■ Supplied information
---+---
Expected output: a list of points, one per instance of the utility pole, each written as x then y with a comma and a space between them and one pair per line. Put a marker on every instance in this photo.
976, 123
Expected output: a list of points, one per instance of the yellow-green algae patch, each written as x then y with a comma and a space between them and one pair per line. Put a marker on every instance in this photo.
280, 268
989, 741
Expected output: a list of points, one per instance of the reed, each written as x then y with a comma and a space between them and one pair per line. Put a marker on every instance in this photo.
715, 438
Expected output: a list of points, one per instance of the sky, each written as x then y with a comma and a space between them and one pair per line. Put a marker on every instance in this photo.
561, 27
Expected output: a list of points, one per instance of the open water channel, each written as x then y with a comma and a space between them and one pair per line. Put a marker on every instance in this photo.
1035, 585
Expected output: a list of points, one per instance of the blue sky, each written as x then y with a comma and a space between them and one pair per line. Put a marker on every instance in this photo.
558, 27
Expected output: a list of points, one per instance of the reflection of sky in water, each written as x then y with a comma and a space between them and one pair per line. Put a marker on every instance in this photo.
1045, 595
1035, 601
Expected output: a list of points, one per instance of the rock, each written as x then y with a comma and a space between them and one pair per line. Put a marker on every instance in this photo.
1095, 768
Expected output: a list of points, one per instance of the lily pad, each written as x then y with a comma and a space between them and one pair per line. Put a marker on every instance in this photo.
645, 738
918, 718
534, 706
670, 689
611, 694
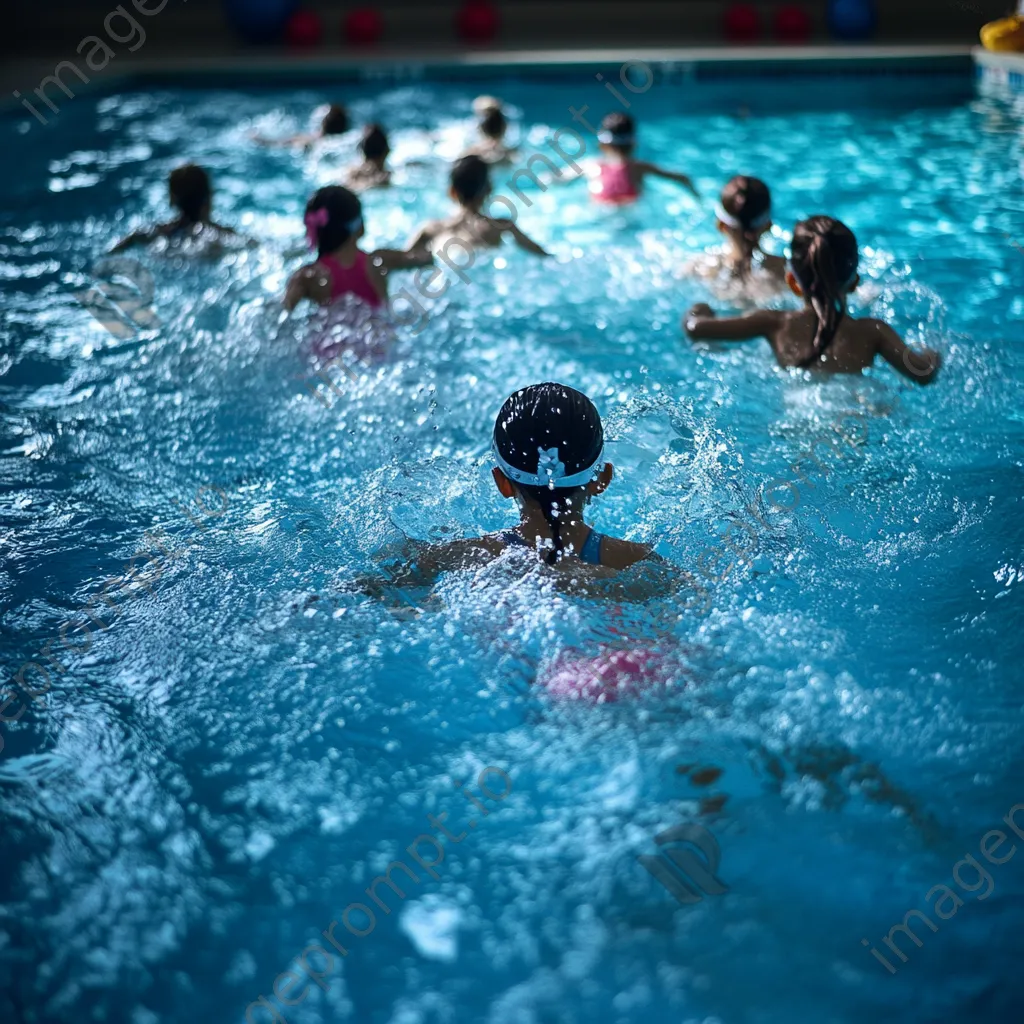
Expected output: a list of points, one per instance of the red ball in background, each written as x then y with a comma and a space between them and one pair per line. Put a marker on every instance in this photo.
742, 24
364, 26
305, 28
478, 22
793, 24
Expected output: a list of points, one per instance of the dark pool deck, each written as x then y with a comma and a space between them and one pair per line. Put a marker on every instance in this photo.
697, 62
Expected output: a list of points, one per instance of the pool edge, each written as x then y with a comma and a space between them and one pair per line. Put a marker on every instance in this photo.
401, 65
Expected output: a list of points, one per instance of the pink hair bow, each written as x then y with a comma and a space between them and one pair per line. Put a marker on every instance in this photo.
314, 220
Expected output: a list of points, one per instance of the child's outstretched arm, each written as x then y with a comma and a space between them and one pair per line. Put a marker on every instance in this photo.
921, 366
700, 324
307, 283
523, 241
643, 168
401, 259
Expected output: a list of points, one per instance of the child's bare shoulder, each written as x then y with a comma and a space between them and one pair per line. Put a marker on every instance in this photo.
619, 554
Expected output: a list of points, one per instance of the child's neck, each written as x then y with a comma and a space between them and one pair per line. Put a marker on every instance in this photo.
738, 257
532, 524
345, 254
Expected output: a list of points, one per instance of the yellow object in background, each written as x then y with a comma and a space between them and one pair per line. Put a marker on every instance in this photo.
1007, 35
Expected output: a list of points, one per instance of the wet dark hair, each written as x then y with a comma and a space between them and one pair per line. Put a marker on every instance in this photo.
749, 201
374, 143
335, 121
620, 124
824, 259
546, 416
342, 208
470, 178
494, 123
189, 189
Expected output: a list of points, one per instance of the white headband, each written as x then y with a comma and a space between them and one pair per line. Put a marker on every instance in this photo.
550, 470
610, 138
730, 221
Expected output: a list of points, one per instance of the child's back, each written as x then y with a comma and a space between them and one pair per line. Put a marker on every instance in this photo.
470, 185
821, 336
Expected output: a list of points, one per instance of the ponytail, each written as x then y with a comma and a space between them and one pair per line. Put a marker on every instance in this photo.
824, 262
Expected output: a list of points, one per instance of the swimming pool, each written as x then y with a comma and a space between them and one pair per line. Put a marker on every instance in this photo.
220, 770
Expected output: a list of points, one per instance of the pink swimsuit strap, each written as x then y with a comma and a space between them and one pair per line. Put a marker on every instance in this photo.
615, 184
352, 280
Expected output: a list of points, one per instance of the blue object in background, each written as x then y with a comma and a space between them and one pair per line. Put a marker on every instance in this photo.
852, 19
259, 20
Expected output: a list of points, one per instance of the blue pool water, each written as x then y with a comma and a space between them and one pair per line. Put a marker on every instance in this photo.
223, 767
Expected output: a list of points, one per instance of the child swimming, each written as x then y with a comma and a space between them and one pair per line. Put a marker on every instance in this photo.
548, 446
334, 122
192, 195
334, 226
821, 336
493, 126
743, 215
470, 185
373, 172
620, 178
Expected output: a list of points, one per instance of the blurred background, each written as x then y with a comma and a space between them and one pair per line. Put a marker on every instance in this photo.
202, 27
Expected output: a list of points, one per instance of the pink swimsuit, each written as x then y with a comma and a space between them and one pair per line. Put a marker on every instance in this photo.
351, 281
614, 184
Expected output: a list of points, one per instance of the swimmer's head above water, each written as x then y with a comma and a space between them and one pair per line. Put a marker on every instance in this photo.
470, 181
549, 445
335, 122
743, 213
617, 135
334, 216
374, 144
493, 123
823, 271
190, 193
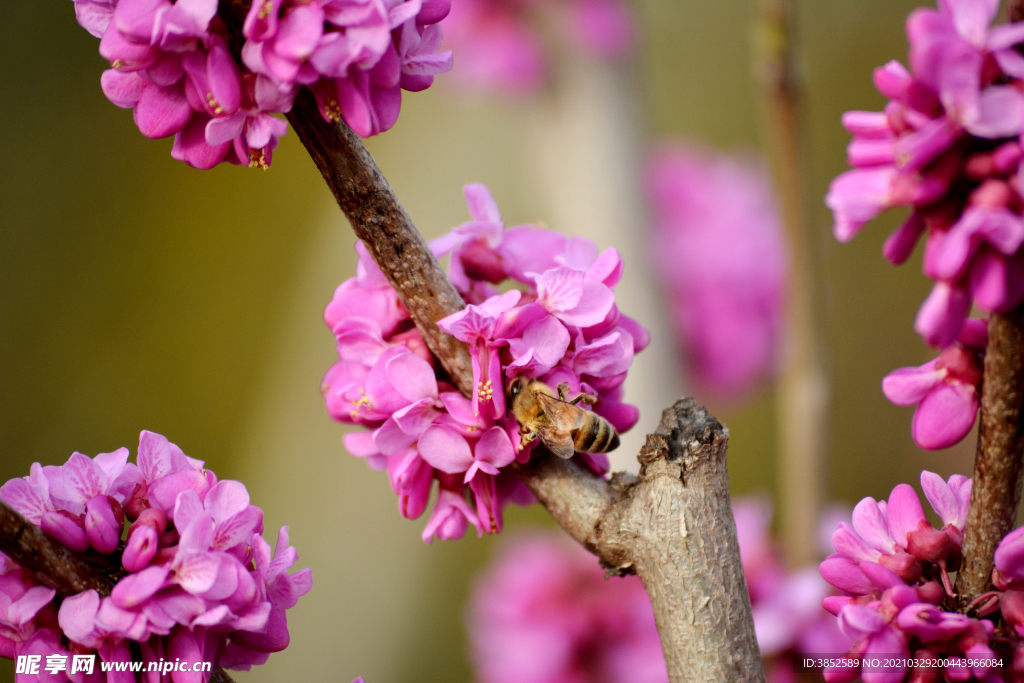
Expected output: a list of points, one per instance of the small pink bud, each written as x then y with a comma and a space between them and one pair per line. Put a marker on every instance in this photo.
136, 502
1007, 157
835, 603
931, 592
165, 555
101, 525
905, 566
141, 548
154, 517
991, 194
928, 544
961, 364
67, 530
974, 635
1012, 606
926, 672
481, 262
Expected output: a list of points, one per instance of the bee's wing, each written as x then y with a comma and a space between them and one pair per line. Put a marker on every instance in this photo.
563, 418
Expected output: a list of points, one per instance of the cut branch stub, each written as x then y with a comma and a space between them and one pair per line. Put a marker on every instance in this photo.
672, 525
998, 468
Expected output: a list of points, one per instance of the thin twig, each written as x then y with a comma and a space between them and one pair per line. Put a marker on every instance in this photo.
66, 571
377, 217
997, 466
678, 536
802, 391
995, 493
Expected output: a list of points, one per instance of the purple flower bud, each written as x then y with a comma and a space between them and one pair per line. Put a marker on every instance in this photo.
68, 530
153, 517
931, 624
924, 673
136, 502
141, 547
101, 524
903, 565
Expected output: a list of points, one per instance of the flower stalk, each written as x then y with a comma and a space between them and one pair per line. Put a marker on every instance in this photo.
998, 465
802, 389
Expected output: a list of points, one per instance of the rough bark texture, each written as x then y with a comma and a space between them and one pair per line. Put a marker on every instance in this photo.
673, 526
997, 466
66, 571
377, 217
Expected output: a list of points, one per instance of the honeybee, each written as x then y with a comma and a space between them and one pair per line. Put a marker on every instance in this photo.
561, 424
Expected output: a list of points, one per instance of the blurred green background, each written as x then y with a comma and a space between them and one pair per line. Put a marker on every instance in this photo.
140, 294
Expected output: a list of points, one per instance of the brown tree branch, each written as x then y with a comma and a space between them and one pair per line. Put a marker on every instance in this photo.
377, 217
995, 493
673, 526
997, 466
802, 393
677, 535
65, 570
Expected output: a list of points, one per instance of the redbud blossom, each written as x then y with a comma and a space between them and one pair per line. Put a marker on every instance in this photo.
919, 619
947, 146
201, 584
171, 65
559, 325
946, 390
726, 304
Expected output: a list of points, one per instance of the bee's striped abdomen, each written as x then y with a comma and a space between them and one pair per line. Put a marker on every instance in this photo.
596, 435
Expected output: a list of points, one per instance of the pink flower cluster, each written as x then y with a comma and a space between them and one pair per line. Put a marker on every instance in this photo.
503, 47
948, 145
559, 324
199, 582
726, 304
543, 612
893, 567
946, 389
172, 66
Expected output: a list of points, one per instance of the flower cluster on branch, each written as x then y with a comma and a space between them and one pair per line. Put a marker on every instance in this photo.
557, 321
948, 145
196, 579
893, 568
171, 63
544, 612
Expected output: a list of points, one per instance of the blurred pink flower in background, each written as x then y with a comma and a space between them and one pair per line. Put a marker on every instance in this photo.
503, 45
544, 612
719, 249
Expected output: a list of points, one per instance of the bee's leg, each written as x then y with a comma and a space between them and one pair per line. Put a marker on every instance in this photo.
563, 390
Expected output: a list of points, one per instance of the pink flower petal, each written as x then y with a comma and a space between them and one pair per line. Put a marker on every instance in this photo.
945, 416
445, 450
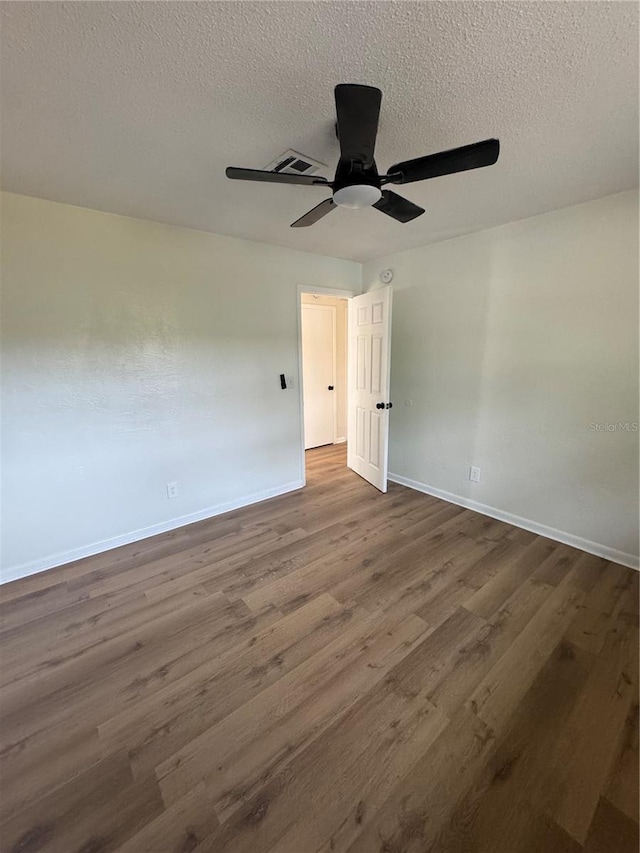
---+---
■ Stated exercise
Repeat the data above word for word, starting at the line that contains "the flower cluster" and continuing through the end of the data. Leave the pictures out of your answer.

■ Answer to this task
Expected output: a list of points, one per instance of the flower cluster on branch, each written as x then y with a comma and a space between them and one pair per line. Put a marker on every instance in this photo.
557, 321
948, 145
196, 579
893, 568
171, 63
544, 612
Expected output: a list of points, one per instance of the blurred pink flower in background, each written as x then y with a comma and a space between them and one pair per line. Put a marker on every instance in this photo.
503, 45
544, 612
719, 249
Expected output: a list of points, one per instance of the bee's leg, each written as x then y with a comma and a space between them and one pair per line. Put a marker on every instance in this photo.
563, 390
Expected output: a list of points, one per instance of the pink flower petal, each written as x then y with a comma and a space between them and one pair per line. Put a marker on every instance in this photo.
945, 416
445, 450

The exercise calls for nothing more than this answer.